Task description.
Copy every line of the rows below, requests included, and raise each vertex coordinate in the polygon answers by 91. Leave the pictures out.

Listed records.
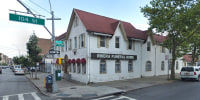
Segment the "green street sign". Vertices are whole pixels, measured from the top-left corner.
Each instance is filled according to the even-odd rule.
[[[29,17],[29,16],[23,16],[23,15],[17,15],[17,14],[9,14],[9,19],[11,21],[18,21],[18,22],[24,22],[24,23],[31,23],[31,24],[37,24],[37,25],[44,25],[45,20],[35,17]]]

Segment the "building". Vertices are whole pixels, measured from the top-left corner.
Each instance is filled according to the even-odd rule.
[[[171,53],[160,45],[167,37],[150,36],[128,22],[73,9],[65,35],[62,57],[72,80],[105,82],[170,70]]]
[[[40,71],[43,72],[51,72],[51,62],[52,58],[49,55],[49,50],[52,46],[52,42],[50,39],[38,38],[38,47],[42,50],[39,55],[42,56],[42,61],[40,62]]]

Reply.
Segment the "green street sign". Vertices are whole pixels, measured from the top-left corner.
Each instance is filled according to the even-odd rule.
[[[120,108],[120,107],[114,107],[114,106],[108,106],[108,105],[100,105],[100,110],[102,112],[109,112],[109,113],[115,113],[115,114],[122,114],[122,115],[128,115],[128,116],[135,116],[136,111],[126,108]]]

Segment the "building". Vertices are whole pixels, measured from the top-left corner.
Each instance is filled according to the even-odd rule.
[[[262,144],[251,136],[258,128],[241,127],[219,113],[164,100],[156,126],[153,148],[163,171],[196,173],[261,161]]]
[[[131,162],[134,163],[142,163],[142,153],[143,149],[140,146],[140,141],[143,137],[143,133],[141,130],[129,129],[129,138],[133,141],[130,146],[133,147],[133,152],[131,153]]]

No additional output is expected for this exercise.